* **ASSIGNED TASK**: Write out the data again in full, keeping every character the same.

---- RECORDS SUPPLIED

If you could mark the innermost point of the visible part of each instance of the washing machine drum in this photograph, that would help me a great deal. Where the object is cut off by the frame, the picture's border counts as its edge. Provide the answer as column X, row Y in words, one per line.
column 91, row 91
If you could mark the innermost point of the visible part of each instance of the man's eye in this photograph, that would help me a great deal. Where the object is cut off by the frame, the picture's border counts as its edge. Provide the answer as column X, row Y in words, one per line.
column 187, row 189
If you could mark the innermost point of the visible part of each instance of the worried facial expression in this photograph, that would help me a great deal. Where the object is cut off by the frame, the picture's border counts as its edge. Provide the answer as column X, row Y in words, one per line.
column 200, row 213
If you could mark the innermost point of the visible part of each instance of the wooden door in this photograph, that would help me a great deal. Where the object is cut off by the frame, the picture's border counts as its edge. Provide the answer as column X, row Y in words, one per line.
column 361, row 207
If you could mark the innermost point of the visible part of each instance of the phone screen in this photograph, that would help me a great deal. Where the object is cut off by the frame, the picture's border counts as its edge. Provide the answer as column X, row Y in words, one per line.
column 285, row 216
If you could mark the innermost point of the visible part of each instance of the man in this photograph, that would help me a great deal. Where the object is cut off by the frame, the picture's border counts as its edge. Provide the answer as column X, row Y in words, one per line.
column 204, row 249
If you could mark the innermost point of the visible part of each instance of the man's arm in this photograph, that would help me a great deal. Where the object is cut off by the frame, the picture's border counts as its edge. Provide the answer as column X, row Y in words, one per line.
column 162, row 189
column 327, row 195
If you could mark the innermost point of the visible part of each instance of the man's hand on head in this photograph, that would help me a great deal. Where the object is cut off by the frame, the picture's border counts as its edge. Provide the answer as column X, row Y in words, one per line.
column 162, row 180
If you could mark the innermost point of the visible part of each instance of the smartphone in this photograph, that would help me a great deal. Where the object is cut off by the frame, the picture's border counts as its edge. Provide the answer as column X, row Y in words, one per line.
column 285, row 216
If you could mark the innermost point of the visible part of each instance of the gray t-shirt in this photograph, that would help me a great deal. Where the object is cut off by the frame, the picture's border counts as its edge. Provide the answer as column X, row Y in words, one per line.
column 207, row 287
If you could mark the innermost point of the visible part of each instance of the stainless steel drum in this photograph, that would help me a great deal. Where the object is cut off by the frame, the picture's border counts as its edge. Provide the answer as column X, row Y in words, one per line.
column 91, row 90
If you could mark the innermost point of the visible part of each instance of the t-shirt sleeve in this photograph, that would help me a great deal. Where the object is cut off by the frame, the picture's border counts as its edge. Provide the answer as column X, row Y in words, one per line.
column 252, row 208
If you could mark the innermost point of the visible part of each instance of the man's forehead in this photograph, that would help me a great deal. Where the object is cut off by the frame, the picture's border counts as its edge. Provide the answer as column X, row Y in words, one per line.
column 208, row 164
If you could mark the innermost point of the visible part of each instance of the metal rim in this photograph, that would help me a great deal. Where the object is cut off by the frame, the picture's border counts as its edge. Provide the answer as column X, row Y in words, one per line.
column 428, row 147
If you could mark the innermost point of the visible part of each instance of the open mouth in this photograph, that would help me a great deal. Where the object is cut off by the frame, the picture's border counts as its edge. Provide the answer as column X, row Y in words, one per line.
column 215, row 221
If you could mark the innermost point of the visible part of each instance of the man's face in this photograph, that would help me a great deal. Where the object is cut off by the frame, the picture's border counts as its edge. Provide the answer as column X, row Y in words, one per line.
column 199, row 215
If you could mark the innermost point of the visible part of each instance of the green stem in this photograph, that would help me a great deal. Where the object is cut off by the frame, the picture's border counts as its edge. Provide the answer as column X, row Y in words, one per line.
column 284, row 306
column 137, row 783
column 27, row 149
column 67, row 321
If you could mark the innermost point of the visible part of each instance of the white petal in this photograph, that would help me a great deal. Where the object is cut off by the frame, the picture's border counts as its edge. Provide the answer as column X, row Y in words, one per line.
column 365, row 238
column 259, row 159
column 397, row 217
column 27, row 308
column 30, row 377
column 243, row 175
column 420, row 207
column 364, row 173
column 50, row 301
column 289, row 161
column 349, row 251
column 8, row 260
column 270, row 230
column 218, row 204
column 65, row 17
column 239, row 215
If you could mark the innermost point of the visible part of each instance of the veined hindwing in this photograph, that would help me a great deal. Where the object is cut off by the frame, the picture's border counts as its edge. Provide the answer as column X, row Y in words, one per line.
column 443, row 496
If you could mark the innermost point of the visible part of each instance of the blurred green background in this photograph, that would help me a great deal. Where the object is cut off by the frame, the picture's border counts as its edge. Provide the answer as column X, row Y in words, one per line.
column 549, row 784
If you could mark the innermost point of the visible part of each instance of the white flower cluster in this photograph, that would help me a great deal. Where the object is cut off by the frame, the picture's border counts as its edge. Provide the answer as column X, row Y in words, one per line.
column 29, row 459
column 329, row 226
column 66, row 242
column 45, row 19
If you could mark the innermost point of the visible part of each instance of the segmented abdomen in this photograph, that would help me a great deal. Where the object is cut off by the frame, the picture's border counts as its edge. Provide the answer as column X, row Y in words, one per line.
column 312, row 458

--------

* **FINISHED TASK**:
If you could mark the innermost point of the visible part of each instance of the washing machine drum in this photograph, that would help me a great deal. Where the object is cut off by the frame, the picture's border counts as its edge. Provide the answer as column X, row Y in words, one per line.
column 91, row 91
If you could mark the innermost point of the visible part of each instance of the man's eye in this photograph, that would help me a great deal. Where the object is cut off by the frame, the picture's border counts as its edge. Provide the answer as column X, row Y in words, one per line.
column 187, row 189
If you could mark the innermost point of the visible part of each instance of the worried facial expression in this photograph, that would help me a great deal. Where the object is cut off by the frame, the picture's border counts as its edge. Provide the answer as column X, row Y in words, one per line.
column 200, row 213
If you could mark the innermost point of the visible part of each instance of the wooden door in this photograph, that would help me a great deal. Where the object is cut off by the frame, the picture's border counts as its edge. Provide the answer as column X, row Y in words, one per line.
column 361, row 207
If you could mark the innermost point of the visible part of each instance of the phone screen in this photograph, that would help me a great deal. Where the object is cut off by the frame, the picture's border counts as its edge. Provide the answer as column X, row Y in words, one per line.
column 285, row 216
If you could mark the innermost point of the visible part of each instance of the man in this photograph, that would help me a great deal. Where the object is cut off by the frame, the picture's border counts as its edge. Provide the answer as column X, row Y in words, one per line.
column 204, row 249
If you could mark the innermost point of the visible part of each instance of the man's arm in this photograph, that would help me a great deal. Where the object is cut off by the frame, the picture's border counts as its edge. Provide the answer as column X, row Y in words, one per line.
column 162, row 189
column 327, row 195
If you could mark the innermost point of the visible part of each instance of the man's hand on head in this photograph, that would help me a great deal. Where the object is cut off by the frame, the picture's border counts as its edge. Provide the answer as column X, row Y in words, one per line.
column 162, row 180
If you could mark the innermost point of the visible part of each instance of the smartphone in this photograph, that would help me a great deal. Where the object is cut off by the frame, the picture's border counts as its edge. Provide the answer as column X, row Y in words, one per line.
column 285, row 216
If you could mark the innermost point of the visible part of each instance of the gray t-shirt in this photograph, that would help me a great deal. Where the object is cut off by the frame, the picture's border counts as its edge. Provide the answer as column X, row Y in words, one per line.
column 207, row 287
If you could mark the innermost point of the visible part of each instance of the stainless steel drum in this photograph, that would help me a great deal. Where the object is cut off by the frame, the picture's border counts as its edge. Provide the answer as column X, row Y in words, one per line.
column 91, row 90
If you could mark the innermost point of the visible part of each instance of the t-shirt sleeve in this photograph, that would help me a great deal. Where the object is cut off by the frame, the picture's border counts as its edge. Provide the answer as column X, row Y in words, one per line.
column 252, row 208
If you could mark the innermost point of the visible part of each instance of the man's forehead in this photograph, that would help me a great deal. Where the object is cut off by the frame, the picture's border counts as its edge. Provide the answer as column X, row Y in words, one per line.
column 208, row 164
If you could mark the innermost point of the visible part of each instance of the metal rim in this photograph, that would help me a great deal. Where the object is cut off by the frame, the picture's border counts as its edge. Provide the answer as column X, row Y in words, one per line.
column 428, row 147
If you could mark the innermost point of the visible part of each instance of the open mouth in this photograph, that would help me a great deal. Where the object is cut off by the frame, the picture's border counts as its edge. Provide the answer as column X, row Y in words, one per line.
column 215, row 221
If you could mark the innermost point of the visible part of each instance of the man's face in this photograph, that would help me a great deal. Where the object is cut off by the frame, the picture's border counts as its edge. Provide the answer as column X, row Y in words, one per line.
column 199, row 215
If you could mark the innermost point of the visible part of each instance of the green stem in this photograph, that would help me a great deal. Where the object is cut off by the frame, the picture's border counts as its edge. Provide the answer as column X, row Y in words, one per line.
column 284, row 306
column 137, row 783
column 27, row 149
column 67, row 321
If you could mark the innermost point of the visible part of each instance of the white petal in this photograph, that would help me a great deal. Where the object is cut off by the frame, the picture's border counts as its edge. Provide the answer as column X, row Y in words, one per line.
column 365, row 238
column 259, row 159
column 397, row 217
column 27, row 308
column 30, row 377
column 243, row 175
column 420, row 207
column 364, row 173
column 50, row 301
column 289, row 161
column 349, row 251
column 8, row 260
column 270, row 230
column 218, row 204
column 65, row 17
column 239, row 215
If you could mark the innermost point of the visible part of each instance of the veined hindwing in this photograph, that would help me a great deal. Where the object is cut off by the frame, the picture's border counts as its edge. Provide the answer as column X, row Y in words, one per line.
column 443, row 496
If you could mark the innermost point of the visible part of each instance of the blurred green background in this photograph, that would help me a great deal. Where the object is cut off by the frame, the picture's border counts as its edge. Provide the answer as column X, row Y in words, one per line.
column 549, row 784
If you could mark the innermost point of the visible part of each instance of the white flower cluster in this photograph, that would help me a great deal. Where the object is cut off by the frame, the picture's border counts as its edge. Provide the answer as column X, row Y in words, one per line.
column 29, row 459
column 329, row 226
column 66, row 242
column 45, row 19
If you could mark the innermost point of the visible part of each instance of the segmented abdomen in this photograph, that would help me a great deal. Where the object is cut off by the frame, the picture's border counts as its edge. Provide the answer as column X, row Y in words, one per line.
column 312, row 458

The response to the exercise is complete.